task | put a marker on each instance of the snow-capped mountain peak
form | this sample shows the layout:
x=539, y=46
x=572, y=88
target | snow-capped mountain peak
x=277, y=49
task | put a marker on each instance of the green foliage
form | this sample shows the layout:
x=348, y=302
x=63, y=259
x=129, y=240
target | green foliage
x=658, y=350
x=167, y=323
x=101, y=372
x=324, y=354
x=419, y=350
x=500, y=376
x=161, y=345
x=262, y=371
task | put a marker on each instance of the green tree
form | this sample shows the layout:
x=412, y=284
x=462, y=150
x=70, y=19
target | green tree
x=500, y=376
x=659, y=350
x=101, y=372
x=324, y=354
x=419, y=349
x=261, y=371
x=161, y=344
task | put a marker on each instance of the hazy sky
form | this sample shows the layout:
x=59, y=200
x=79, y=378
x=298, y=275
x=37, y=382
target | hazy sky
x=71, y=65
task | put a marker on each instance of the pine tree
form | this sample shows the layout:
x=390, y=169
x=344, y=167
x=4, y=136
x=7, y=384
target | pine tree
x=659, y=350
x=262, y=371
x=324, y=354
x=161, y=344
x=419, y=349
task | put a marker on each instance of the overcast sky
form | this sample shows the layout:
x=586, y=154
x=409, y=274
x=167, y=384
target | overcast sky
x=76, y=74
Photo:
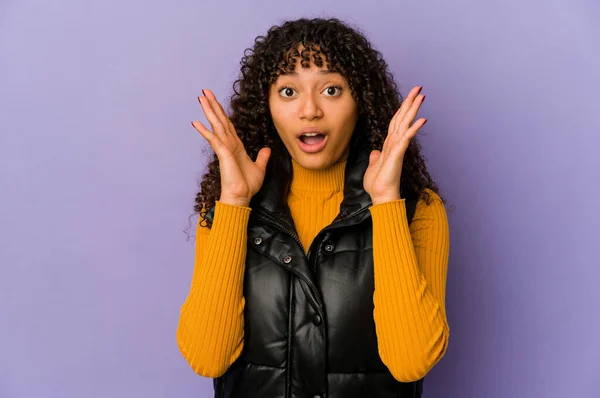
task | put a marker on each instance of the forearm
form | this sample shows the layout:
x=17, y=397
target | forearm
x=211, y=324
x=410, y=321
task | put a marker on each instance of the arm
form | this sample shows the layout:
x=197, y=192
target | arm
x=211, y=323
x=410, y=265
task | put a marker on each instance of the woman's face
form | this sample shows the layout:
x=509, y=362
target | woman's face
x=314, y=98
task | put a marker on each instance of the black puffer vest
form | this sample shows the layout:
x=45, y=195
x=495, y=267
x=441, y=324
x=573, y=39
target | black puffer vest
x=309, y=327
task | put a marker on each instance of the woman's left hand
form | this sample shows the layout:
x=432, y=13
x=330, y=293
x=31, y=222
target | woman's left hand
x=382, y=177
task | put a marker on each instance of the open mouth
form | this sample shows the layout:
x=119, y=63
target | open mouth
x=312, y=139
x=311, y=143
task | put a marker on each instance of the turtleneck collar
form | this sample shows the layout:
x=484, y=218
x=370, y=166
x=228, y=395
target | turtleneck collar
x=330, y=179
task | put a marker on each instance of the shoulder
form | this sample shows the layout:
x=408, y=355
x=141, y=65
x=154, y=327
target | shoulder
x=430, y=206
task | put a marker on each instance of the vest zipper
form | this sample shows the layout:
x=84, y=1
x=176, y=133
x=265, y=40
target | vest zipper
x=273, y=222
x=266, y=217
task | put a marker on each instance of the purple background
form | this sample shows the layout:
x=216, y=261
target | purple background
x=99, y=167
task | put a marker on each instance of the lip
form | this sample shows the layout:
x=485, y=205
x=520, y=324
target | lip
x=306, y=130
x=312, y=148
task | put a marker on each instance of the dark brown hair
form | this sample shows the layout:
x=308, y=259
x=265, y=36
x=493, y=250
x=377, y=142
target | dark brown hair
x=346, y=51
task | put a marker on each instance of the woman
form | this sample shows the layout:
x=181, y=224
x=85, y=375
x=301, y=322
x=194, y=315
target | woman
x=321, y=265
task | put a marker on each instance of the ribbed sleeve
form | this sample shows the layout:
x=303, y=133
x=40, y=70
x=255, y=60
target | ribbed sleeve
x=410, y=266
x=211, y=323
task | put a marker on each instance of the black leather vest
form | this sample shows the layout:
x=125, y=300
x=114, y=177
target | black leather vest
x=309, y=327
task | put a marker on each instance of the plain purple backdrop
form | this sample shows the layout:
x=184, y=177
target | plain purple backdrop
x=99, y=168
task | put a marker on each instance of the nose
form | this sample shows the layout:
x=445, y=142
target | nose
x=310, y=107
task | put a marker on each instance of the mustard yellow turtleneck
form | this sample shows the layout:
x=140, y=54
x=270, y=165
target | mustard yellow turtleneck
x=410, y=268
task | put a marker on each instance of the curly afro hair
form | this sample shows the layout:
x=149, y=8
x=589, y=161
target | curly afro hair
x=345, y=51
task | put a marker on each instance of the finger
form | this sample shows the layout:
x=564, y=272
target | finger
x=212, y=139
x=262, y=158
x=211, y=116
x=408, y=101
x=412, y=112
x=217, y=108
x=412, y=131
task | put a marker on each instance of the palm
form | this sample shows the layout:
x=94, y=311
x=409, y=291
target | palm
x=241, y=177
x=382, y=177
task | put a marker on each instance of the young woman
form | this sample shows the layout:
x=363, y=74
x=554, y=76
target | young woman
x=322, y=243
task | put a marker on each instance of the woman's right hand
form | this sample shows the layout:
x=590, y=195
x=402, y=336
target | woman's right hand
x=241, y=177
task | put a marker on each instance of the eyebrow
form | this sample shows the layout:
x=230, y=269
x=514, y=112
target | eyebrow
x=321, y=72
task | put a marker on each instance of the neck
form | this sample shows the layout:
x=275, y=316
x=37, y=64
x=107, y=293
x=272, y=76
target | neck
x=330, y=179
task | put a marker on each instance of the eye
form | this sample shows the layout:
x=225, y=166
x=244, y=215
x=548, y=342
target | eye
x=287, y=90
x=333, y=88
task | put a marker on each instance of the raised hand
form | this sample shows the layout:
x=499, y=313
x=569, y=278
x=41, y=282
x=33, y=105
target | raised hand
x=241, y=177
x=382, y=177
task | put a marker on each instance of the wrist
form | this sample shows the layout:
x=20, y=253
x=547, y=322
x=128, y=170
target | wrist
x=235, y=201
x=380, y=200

* * *

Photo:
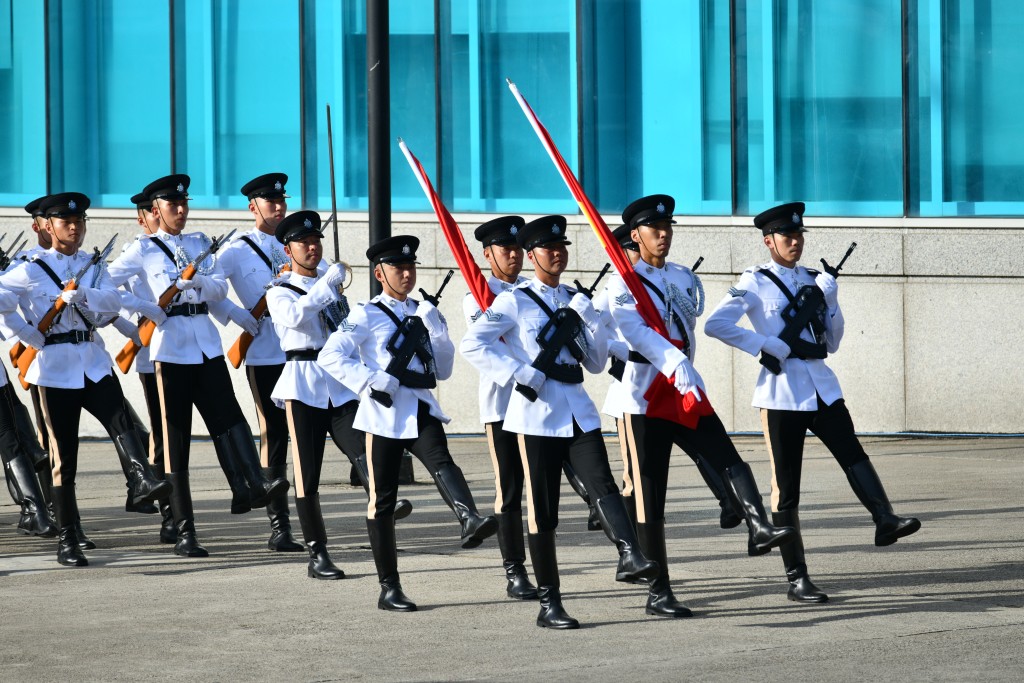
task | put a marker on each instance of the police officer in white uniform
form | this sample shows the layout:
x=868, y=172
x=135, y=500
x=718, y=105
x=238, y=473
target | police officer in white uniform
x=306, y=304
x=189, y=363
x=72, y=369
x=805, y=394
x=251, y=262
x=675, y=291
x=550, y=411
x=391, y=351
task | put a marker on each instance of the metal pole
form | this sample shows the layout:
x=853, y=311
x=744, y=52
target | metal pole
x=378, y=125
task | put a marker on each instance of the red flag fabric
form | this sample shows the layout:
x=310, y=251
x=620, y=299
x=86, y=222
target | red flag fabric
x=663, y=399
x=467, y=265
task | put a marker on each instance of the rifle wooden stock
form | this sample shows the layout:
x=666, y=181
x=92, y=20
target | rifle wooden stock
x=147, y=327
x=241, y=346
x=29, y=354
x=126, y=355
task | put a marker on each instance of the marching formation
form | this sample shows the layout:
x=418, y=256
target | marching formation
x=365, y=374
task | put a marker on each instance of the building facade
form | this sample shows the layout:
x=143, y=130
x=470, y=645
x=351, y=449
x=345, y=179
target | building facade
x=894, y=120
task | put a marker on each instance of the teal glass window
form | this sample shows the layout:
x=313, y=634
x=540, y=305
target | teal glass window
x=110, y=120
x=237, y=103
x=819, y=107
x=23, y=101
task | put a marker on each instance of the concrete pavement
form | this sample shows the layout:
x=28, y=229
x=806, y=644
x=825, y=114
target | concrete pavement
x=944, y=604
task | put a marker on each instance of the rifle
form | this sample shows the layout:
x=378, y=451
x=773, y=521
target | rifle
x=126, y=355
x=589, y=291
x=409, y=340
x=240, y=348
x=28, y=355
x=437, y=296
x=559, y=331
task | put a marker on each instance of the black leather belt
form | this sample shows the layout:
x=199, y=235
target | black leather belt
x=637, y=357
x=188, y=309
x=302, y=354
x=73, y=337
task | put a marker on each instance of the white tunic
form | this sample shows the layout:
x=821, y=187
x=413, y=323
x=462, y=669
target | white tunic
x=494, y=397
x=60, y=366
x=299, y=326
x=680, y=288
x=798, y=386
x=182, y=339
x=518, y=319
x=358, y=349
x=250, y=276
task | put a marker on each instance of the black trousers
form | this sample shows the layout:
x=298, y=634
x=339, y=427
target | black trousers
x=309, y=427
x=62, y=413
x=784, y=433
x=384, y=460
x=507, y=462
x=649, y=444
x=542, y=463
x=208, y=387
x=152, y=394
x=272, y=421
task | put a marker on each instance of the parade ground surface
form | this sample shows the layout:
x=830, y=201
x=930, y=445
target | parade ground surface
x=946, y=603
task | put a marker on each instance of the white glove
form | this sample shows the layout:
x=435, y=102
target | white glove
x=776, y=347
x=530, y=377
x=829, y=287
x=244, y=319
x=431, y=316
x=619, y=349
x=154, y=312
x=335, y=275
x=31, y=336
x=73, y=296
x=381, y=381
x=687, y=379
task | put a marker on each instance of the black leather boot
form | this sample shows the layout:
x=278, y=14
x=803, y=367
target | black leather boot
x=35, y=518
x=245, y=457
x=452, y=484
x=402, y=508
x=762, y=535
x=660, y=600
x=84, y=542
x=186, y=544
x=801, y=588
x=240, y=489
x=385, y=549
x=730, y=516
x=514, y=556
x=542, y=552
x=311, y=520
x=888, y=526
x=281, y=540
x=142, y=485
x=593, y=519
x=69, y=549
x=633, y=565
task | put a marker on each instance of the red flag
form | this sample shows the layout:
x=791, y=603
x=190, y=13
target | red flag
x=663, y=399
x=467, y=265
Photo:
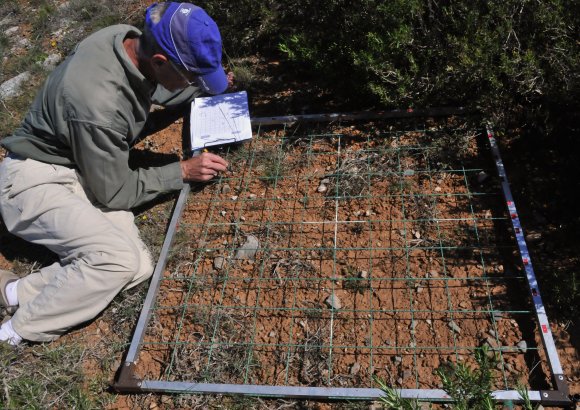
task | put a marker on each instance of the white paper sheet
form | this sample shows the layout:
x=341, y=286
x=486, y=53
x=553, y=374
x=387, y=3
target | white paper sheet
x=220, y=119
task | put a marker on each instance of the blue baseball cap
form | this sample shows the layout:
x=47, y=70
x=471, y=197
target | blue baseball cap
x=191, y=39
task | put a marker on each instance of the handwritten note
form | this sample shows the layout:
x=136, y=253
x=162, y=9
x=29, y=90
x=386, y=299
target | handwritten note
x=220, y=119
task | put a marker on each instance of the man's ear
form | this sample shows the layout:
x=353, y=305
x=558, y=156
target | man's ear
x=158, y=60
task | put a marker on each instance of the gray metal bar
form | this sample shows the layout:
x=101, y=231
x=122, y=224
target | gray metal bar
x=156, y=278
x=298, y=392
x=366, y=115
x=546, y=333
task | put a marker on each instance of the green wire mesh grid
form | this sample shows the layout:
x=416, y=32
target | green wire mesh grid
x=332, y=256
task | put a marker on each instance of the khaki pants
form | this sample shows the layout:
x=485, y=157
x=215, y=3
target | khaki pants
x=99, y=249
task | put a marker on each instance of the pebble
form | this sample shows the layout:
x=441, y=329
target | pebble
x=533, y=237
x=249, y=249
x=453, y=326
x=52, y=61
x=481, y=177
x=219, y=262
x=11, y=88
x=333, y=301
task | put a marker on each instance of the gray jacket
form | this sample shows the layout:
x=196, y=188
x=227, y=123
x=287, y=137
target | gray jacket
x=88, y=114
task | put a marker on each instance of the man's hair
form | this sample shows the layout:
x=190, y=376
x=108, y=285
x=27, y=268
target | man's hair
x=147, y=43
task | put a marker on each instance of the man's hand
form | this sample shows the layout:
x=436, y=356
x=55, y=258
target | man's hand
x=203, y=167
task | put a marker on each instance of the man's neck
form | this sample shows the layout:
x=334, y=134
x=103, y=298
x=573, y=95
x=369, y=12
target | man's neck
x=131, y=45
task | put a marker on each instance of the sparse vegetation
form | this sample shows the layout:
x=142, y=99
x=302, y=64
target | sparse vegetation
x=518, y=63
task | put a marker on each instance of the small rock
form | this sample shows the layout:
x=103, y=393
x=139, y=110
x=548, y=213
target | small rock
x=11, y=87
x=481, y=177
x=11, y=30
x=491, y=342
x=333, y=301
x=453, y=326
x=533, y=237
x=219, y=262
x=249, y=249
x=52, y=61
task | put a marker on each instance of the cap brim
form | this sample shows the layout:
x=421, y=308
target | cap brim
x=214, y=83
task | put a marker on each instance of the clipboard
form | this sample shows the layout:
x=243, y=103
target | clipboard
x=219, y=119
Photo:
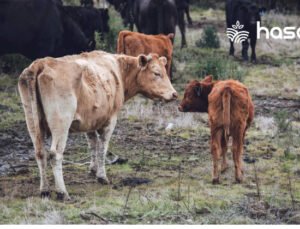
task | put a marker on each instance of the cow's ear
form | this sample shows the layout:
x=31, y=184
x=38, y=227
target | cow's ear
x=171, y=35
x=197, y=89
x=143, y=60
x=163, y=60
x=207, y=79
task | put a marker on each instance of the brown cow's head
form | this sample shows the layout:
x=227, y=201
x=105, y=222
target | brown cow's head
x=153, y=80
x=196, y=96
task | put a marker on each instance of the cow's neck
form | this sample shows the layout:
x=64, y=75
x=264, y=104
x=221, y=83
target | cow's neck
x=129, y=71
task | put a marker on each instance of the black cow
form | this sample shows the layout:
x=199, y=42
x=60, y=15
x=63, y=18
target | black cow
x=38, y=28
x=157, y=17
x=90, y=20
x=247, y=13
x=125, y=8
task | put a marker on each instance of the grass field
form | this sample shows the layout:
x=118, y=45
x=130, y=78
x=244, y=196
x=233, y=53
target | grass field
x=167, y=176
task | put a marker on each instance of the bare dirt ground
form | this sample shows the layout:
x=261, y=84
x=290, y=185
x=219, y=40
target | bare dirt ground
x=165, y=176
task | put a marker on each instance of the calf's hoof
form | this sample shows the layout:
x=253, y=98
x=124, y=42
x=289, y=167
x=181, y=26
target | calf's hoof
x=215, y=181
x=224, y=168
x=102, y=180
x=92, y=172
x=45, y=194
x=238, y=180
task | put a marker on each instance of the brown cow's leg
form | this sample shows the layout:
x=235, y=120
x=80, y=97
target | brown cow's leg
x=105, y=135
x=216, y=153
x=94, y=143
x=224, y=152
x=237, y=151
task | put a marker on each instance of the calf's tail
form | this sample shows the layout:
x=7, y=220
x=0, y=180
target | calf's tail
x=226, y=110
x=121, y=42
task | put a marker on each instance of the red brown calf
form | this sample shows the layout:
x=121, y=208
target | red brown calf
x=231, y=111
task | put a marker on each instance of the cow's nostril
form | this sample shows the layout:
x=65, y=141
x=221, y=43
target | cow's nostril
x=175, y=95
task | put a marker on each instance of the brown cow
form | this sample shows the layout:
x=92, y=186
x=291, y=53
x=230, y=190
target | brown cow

* * *

[DO THIS]:
Change "marker" to "dot" in every row from the line containing "task | put a marker on each instance of the finger" down through the line containing "x=380, y=200", leaving all else unchanged.

[SOLUTION TO THIS EXERCISE]:
task | put a dot on each instance of the finger
form | this sample shows the layout:
x=564, y=272
target | finger
x=212, y=139
x=262, y=158
x=211, y=116
x=408, y=101
x=412, y=112
x=217, y=108
x=412, y=131
task | put a dot on each instance of the palm
form | this sample shows the layout:
x=94, y=311
x=409, y=291
target | palm
x=241, y=177
x=382, y=177
task | put a dot on each instance of the young woman
form | this sample shows the layout:
x=363, y=74
x=554, y=76
target | young woman
x=322, y=243
task | put a dot on each instance of the woman's right hand
form | this sample shows the layout:
x=590, y=195
x=402, y=336
target | woman's right hand
x=241, y=177
task | put a dot on each instance of the eyebrow
form | this sample shows the layout:
x=230, y=269
x=514, y=112
target | eyebrow
x=321, y=72
task | put a dot on each instance of the neck
form | this sample shows the layout:
x=275, y=316
x=37, y=64
x=107, y=293
x=272, y=76
target | neck
x=330, y=179
task | put a dot on each instance of the eye
form | this sample shows the layout:
x=225, y=166
x=244, y=215
x=548, y=342
target | eye
x=287, y=90
x=333, y=88
task | put a dot on each instance of the raised hand
form | this sample shows the layout:
x=499, y=313
x=569, y=278
x=41, y=282
x=33, y=105
target | raised hand
x=241, y=177
x=382, y=177
task | put a dot on each instance of the wrist
form | this sample shows the layout:
x=20, y=253
x=547, y=322
x=128, y=170
target | wrist
x=235, y=201
x=380, y=200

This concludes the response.